### Activity list
#1 In the text about EPOC, how many EPOC phases does Dan Gordon identify?
#2 Update the EPOC text: reproduce everything from "Exercise for EPOC" down to "your exercise after-burn.", changing "aerobic" to "endurance".
#3 Carry the text on exercise and EPOC further from the point where it stops.

Scientist Dan Gordon, principle lecturer in exercise physiology at Anglia Ruskin University in the UK, identifies three EPOC phases. The first happens in the initial few minutes of recovery after exercise, the second for an hour or so after that and the third potentially for a number of further hours. “Each phase is associated with the restoration and recovery of specific physiological and metabolic parameters,” states Gordon.
The implications of that are significant. In effect, our bodies are continuing to burn calories many hours after finishing exercising. And while the number of calories burned declines steadily during that time, the cumulative effect of EPOC over months and years can make a big difference to your attempts to maintain a healthy weight.
Exercise for EPOC
Much of the science behind EPOC has been known for a while, but now experts are pinpointing what type of exercise is likely to optimise its calorie burning effects.
“Studies have found that the magnitude (amount of elevation in oxygen consumption) and duration (length of time the oxygen consumption is elevated) of EPOC is dependent on the intensity and duration of exercise,” writes Dr Kravitz in a paper on the subject.
“It generally takes anywhere from 15 minutes to 48 hours for the body to fully recover to a resting state.”
When it comes to aerobic exercise, studies suggest that the intensity of exercise has the biggest effect on EPOC. The more intense your workout, the longer and stronger your exercise after-burn.
One early study from 1991 showed this clearly. Subjects were asked to exercise at 29 per cent, 50 per cent, and 75 per cent of VO2 max for 80 minutes (VO2 max is a measure of the amount of oxygen you can effectively use during exercise). Whereas exercise at 29 per cent intensity produced a minor EPOC effect, the highest intensity workout burned up an extra 150.5 calories in EPOC alone. If that doesn’t sound like much, remember that it means 150 calories over and above the energy expended during the actual workout. Then multiply that figure by the number of intense workouts you might complete in an average year.

### Records

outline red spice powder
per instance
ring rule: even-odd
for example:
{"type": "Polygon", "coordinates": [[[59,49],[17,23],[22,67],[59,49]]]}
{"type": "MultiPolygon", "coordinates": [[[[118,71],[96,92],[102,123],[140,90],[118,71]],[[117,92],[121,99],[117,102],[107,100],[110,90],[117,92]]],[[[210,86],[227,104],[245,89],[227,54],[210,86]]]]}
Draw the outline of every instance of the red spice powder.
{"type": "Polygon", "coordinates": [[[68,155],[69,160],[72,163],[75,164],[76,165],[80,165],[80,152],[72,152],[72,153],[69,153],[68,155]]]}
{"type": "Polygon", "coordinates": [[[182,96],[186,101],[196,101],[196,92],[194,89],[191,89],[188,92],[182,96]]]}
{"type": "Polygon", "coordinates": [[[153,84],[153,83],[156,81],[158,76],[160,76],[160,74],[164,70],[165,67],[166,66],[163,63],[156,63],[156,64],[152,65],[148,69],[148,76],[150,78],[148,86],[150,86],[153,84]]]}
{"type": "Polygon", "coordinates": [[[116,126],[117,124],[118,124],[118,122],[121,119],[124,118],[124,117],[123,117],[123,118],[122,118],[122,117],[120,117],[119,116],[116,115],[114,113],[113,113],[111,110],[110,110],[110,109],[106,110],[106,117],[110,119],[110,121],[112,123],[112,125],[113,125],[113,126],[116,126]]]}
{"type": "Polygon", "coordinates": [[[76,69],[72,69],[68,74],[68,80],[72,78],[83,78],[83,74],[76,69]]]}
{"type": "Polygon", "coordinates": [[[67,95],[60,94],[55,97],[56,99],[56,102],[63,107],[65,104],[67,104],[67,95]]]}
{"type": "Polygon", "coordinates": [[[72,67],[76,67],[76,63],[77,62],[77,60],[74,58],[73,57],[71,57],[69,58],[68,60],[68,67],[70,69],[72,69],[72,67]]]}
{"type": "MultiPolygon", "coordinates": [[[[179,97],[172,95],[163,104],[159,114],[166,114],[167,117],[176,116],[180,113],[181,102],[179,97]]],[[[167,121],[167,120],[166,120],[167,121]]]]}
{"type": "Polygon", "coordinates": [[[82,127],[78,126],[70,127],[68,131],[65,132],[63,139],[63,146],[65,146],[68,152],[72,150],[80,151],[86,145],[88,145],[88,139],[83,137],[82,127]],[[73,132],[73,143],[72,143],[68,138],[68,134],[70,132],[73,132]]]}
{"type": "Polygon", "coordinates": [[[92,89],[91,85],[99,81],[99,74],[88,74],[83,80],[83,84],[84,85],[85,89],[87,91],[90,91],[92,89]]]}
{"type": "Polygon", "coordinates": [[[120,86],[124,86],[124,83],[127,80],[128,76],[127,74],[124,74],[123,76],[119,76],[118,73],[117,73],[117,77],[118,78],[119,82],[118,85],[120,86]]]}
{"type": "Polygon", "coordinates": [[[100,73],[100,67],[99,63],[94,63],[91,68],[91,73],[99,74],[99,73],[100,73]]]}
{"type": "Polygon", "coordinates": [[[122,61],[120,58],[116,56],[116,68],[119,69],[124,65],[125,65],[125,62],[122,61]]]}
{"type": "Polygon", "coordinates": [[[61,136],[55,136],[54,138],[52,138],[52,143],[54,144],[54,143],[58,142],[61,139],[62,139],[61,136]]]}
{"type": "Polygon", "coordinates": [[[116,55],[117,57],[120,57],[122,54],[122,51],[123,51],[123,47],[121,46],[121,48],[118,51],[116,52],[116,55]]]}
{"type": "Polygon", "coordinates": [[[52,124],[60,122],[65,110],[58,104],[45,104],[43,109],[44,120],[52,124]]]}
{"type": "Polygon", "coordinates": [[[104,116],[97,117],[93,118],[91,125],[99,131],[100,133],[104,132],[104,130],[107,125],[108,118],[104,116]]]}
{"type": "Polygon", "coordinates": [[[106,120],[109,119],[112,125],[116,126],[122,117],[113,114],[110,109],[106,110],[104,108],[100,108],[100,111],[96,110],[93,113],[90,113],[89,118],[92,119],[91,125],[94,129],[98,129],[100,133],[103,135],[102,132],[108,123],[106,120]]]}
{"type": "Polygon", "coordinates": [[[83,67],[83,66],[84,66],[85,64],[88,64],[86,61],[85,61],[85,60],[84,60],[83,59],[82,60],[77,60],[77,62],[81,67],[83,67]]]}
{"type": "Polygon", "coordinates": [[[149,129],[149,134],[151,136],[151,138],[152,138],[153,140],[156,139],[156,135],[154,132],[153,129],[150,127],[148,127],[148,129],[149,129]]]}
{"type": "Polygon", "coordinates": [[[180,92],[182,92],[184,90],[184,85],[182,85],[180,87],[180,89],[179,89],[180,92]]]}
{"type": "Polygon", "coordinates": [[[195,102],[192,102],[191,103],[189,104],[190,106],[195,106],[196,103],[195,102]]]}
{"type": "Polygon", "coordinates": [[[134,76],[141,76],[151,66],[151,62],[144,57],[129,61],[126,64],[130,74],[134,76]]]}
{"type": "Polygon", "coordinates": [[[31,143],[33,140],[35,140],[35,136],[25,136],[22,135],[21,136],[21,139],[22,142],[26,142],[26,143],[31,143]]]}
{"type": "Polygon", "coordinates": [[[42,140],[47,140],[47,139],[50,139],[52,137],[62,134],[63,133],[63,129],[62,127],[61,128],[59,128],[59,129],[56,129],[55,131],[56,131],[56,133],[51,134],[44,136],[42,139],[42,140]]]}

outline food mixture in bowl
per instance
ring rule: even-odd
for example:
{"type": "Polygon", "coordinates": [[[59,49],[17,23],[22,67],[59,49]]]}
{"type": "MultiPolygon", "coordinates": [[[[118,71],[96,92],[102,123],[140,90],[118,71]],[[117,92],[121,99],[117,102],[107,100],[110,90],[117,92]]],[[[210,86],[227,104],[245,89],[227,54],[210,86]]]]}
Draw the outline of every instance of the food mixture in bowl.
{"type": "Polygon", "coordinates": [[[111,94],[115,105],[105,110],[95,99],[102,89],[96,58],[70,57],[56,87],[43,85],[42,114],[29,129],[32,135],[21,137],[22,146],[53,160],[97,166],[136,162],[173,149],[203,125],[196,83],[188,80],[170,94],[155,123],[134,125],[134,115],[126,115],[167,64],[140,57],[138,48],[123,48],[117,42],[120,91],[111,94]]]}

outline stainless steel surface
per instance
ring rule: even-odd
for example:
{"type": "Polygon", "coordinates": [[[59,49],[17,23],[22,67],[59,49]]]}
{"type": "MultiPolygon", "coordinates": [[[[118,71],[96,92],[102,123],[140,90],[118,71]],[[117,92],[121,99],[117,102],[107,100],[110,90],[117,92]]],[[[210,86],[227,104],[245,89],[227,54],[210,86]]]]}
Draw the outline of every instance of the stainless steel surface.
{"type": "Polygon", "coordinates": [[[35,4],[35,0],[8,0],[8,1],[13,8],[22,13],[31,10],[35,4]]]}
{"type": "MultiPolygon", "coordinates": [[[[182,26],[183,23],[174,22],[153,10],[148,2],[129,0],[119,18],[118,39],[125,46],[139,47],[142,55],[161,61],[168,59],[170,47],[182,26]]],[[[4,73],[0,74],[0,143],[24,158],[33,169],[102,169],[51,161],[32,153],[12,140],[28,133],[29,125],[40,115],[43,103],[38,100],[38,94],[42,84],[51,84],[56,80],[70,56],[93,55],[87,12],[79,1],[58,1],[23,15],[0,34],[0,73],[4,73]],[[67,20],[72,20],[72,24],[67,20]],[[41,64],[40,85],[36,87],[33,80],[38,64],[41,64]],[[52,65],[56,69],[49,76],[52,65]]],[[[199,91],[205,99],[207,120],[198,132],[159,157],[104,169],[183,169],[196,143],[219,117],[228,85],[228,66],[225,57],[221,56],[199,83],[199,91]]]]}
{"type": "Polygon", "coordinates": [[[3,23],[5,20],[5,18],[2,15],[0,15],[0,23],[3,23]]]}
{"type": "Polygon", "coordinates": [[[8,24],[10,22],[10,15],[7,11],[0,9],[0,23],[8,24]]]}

### Expected outputs
#1 Three.

#2
Exercise for EPOC
Much of the science behind EPOC has been known for a while, but now experts are pinpointing what type of exercise is likely to optimise its calorie burning effects.
“Studies have found that the magnitude (amount of elevation in oxygen consumption) and duration (length of time the oxygen consumption is elevated) of EPOC is dependent on the intensity and duration of exercise,” writes Dr Kravitz in a paper on the subject.
“It generally takes anywhere from 15 minutes to 48 hours for the body to fully recover to a resting state.”
When it comes to endurance exercise, studies suggest that the intensity of exercise has the biggest effect on EPOC. The more intense your workout, the longer and stronger your exercise after-burn.

#3
A more recent study, published in the Journal of the American College of Nutrition, confirmed the effect, and suggested that exercise intensity was more important than duration for EPOC benefit. Subjects were asked to exercise at either low or high intensity, until they’d burned 500 calories. The low intensity athletes exercised for longer to reach that goal, but their high intensity counterparts, who exercised for less time, benefitted from twice the EPOC effect, expending an extra 45 calories – against 24 – in the recovery period.
“These studies reveal that EPOC can contribute significantly to overall caloric expenditure,” adds Dr Kravitz, “but do appear to vary somewhat between subjects.”
Hard workouts versus long ones
The EPOC effect does increase gradually the longer you exercise, but the biggest gains are seen when the exercise is also intense. In other words, it’s probably better to do short, sharp bouts of exercise than longer, less intense ones, at least in terms of maximising the after-burn.
Further studies have borne this out. One piece of research, published in the Journal of Applied Physiology, compared a single run of 30 minutes at 70 per cent VO2 max to 20 one-minute bouts at 105 per cent VO2 max. It found that the interval training enjoyed more than double the EPOC advantage (75 calories compared to 34.5) of the continuous run.
There have been fewer studies examining the relationship between resistance training and EPOC benefits, but those there have been also suggest that a weight training session can result in increased calorie burn several hours after the workout has ended. Again, the more intense the workout, the stronger the after-burn.
What’s clear is that the EPOC effect is real, and can mean that you are burning calories and processing fat long after your workout is over.